= EXTRACTED ENTRIES =
|---|

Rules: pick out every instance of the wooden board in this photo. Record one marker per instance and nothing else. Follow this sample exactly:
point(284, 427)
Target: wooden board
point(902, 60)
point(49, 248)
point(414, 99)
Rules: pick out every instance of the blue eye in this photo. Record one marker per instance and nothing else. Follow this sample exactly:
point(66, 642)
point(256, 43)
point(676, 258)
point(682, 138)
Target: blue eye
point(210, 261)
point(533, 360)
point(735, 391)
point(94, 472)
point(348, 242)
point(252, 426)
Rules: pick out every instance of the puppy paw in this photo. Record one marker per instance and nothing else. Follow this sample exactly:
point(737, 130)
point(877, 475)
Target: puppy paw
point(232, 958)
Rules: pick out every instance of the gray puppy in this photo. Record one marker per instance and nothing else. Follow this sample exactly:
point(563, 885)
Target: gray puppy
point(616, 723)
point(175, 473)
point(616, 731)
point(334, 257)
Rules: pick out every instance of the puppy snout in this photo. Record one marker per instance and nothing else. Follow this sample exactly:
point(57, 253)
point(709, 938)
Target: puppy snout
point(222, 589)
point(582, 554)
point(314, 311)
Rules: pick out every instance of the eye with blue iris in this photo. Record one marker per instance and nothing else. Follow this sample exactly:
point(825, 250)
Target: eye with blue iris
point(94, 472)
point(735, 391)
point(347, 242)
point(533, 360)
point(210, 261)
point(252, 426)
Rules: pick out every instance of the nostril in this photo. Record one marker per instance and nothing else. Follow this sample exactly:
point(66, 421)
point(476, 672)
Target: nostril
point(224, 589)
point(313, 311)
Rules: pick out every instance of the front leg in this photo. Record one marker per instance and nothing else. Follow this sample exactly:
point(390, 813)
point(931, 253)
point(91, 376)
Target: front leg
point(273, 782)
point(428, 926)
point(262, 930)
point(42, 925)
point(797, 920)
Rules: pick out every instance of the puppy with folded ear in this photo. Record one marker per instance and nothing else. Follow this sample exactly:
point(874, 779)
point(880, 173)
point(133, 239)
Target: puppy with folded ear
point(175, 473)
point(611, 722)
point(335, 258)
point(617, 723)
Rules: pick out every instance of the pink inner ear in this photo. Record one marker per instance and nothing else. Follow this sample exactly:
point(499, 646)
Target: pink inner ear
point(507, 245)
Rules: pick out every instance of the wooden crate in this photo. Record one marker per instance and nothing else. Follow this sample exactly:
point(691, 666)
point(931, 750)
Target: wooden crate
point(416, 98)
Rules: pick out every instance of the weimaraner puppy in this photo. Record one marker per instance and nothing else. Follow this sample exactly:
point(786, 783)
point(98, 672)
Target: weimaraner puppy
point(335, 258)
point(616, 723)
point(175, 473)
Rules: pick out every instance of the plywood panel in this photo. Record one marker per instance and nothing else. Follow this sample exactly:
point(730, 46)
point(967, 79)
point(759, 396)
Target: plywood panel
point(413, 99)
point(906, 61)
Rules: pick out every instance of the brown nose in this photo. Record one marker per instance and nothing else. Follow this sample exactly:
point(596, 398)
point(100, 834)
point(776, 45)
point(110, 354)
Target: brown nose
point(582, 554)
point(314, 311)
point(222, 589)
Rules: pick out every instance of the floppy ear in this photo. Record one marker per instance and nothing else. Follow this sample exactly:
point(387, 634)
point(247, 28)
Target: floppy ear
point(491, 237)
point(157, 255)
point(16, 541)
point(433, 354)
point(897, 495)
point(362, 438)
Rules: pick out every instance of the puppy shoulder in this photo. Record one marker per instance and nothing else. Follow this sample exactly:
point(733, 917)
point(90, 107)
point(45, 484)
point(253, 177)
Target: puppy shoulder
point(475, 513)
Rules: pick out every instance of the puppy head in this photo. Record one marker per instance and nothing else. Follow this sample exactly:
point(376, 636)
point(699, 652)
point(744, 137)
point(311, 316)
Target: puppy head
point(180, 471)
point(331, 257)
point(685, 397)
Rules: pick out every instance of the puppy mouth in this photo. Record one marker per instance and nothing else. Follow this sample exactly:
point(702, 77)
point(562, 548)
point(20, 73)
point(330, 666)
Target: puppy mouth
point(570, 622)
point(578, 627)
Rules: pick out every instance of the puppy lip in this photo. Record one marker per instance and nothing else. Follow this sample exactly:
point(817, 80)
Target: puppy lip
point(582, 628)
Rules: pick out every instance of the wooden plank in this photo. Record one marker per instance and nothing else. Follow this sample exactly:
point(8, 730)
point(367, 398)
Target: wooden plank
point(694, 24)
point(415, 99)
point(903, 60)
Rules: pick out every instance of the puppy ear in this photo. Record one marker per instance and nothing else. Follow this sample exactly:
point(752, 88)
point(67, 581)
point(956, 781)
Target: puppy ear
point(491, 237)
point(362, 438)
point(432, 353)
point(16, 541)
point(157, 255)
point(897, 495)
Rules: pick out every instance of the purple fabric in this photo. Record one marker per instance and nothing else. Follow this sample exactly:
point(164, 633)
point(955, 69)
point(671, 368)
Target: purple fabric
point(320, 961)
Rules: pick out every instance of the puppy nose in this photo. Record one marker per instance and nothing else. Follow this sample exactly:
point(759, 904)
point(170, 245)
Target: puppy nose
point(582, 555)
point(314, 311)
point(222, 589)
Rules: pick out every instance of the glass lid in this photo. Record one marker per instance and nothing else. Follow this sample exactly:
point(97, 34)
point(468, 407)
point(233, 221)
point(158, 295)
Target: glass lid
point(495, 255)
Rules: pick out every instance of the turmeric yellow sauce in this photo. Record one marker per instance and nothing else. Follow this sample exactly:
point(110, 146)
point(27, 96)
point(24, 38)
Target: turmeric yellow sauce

|---|

= WRITTEN EXERCISE =
Pull out the whole listing above and reproduce every line of it unchanged, in its original order.

= FINAL RESULT =
Rules: pick out every instance of the wooden board in this photo. Record one marker per instance and nothing else. Follow this sample exactly:
point(284, 427)
Target: wooden board
point(902, 60)
point(49, 248)
point(414, 99)
Rules: pick out every instance of the blue eye in this photo. Record one marker per instance and nothing else. Follow this sample exactly:
point(66, 642)
point(256, 43)
point(676, 258)
point(682, 138)
Target: blue eye
point(210, 261)
point(533, 360)
point(735, 391)
point(94, 472)
point(348, 242)
point(252, 426)
Rules: pick out every instance of the puppy paw in this photo. Record one marker per instance and nothing else. Follow this sample exactly:
point(737, 130)
point(877, 475)
Target: puppy paw
point(232, 958)
Rules: pick out every instance of the gray puppy in this photo. Record one marker per instance and nothing else. Follow this sample exactly:
point(563, 885)
Target: gray puppy
point(616, 723)
point(175, 473)
point(616, 731)
point(334, 257)
Rules: pick out every instance of the puppy snout in this photo. Record one marker per instance and nothing else. Follow this sample exactly:
point(57, 253)
point(709, 938)
Target: puppy snout
point(222, 589)
point(582, 554)
point(314, 311)
Rules: pick out every instance of the eye with blue iris in this photo. Record one marker per instance and nothing else. Follow this sample exactly:
point(825, 250)
Target: eye with blue iris
point(94, 472)
point(735, 391)
point(347, 242)
point(533, 360)
point(210, 261)
point(252, 426)
Rules: pick out every instance of the nostril in this photo. Record one marker per instance and nothing else. Follow this sample exactly:
point(66, 421)
point(476, 672)
Target: nostril
point(224, 589)
point(313, 311)
Rules: pick out every instance of the front leg in this photo. Record one marker per instance and nothing else. Follow this sample exactly:
point(390, 813)
point(931, 253)
point(91, 376)
Target: front leg
point(273, 782)
point(428, 926)
point(262, 930)
point(42, 925)
point(797, 920)
Rules: pick out every instance of the puppy with folded ear in this photo. Record one marker per instance and nothing else. Follow this sample exactly:
point(874, 779)
point(880, 173)
point(133, 239)
Target: puppy with folded ear
point(175, 473)
point(611, 722)
point(335, 258)
point(617, 723)
Rules: pick out every instance of the pink inner ear in this photo. Record one marker per instance and nothing else. Follow this sample exactly:
point(499, 646)
Target: pink inner ear
point(507, 245)
Rules: pick out every instance of the wooden crate in this photo. Record one marker per instance and nothing else. Follow this sample exactly:
point(691, 666)
point(931, 750)
Target: wooden crate
point(416, 98)
Rules: pick out every instance of the weimaraner puppy in this photo. Record one marker per instance and nothing else. Follow this sample exactly:
point(786, 783)
point(98, 672)
Target: weimaraner puppy
point(335, 258)
point(616, 723)
point(175, 473)
Rules: pick out every instance of the plywood panel in this photo. Record one marker per instance and nothing else. Follow this sample exactly:
point(730, 46)
point(967, 79)
point(759, 396)
Target: plywood panel
point(413, 99)
point(906, 61)
Rules: pick out every instance of the brown nose in this photo. Record one marker per instance and nothing else. Follow this sample exactly:
point(596, 398)
point(100, 834)
point(776, 45)
point(110, 354)
Target: brown nose
point(582, 554)
point(314, 311)
point(222, 589)
Rules: pick out every instance of the floppy ear in this photo. Record one marker per instance and nothing else. Follow this sample exactly:
point(387, 634)
point(247, 28)
Target: floppy ear
point(491, 237)
point(157, 255)
point(16, 541)
point(433, 354)
point(897, 495)
point(362, 438)
Rules: pick out every instance of the puppy shoulder in this photo. Record one marker per instance and nothing else. Follow this sample exactly:
point(733, 917)
point(90, 107)
point(45, 484)
point(253, 177)
Target: puppy shoulder
point(475, 513)
Rules: pick out every instance of the puppy head in this photo. Record one marker per instance and nothing else. Follow this sample exactly:
point(376, 636)
point(699, 652)
point(744, 137)
point(311, 316)
Target: puppy head
point(180, 471)
point(331, 257)
point(685, 397)
Rules: pick out every instance of the puppy mouth in this photo. Record one marker per instance and nothing else. Follow this sample exactly:
point(702, 77)
point(562, 548)
point(20, 73)
point(330, 666)
Target: puppy mouth
point(570, 622)
point(578, 627)
Rules: pick out every instance of the puppy lip in this photo. Record one marker per instance and nothing else. Follow this sample exactly:
point(817, 80)
Target: puppy lip
point(582, 628)
Rules: pick out every instance of the wooden plank in this photo. Record one marker per instance and nothing else. Follow this sample exactly:
point(8, 730)
point(367, 398)
Target: wooden plank
point(694, 24)
point(415, 99)
point(903, 60)
Rules: pick out every instance of the puppy ear in this photo. Record one marker per instance and nothing else. Follow this sample exactly:
point(752, 88)
point(67, 581)
point(956, 781)
Target: puppy ear
point(491, 237)
point(362, 438)
point(432, 353)
point(16, 541)
point(157, 255)
point(897, 495)
Rules: pick out every instance of the purple fabric in this photo. Record one marker per instance and nothing else. Follow this sample exactly:
point(164, 633)
point(955, 69)
point(671, 368)
Target: purple fabric
point(320, 961)
Rules: pick out every instance of the puppy nose in this photo. Record one marker per instance and nothing else. Follow this sample exactly:
point(759, 904)
point(170, 245)
Target: puppy nose
point(582, 555)
point(314, 311)
point(222, 589)
Rules: pick out every instance of the glass lid in this photo. Record one marker per instance and nothing else. Follow this sample exactly:
point(97, 34)
point(468, 407)
point(233, 221)
point(158, 295)
Target: glass lid
point(495, 255)
Rules: pick out every instance of the turmeric yellow sauce in this photo. Record one marker per instance and nothing else. Follow this sample exactly:
point(110, 146)
point(27, 96)
point(24, 38)
Target: turmeric yellow sauce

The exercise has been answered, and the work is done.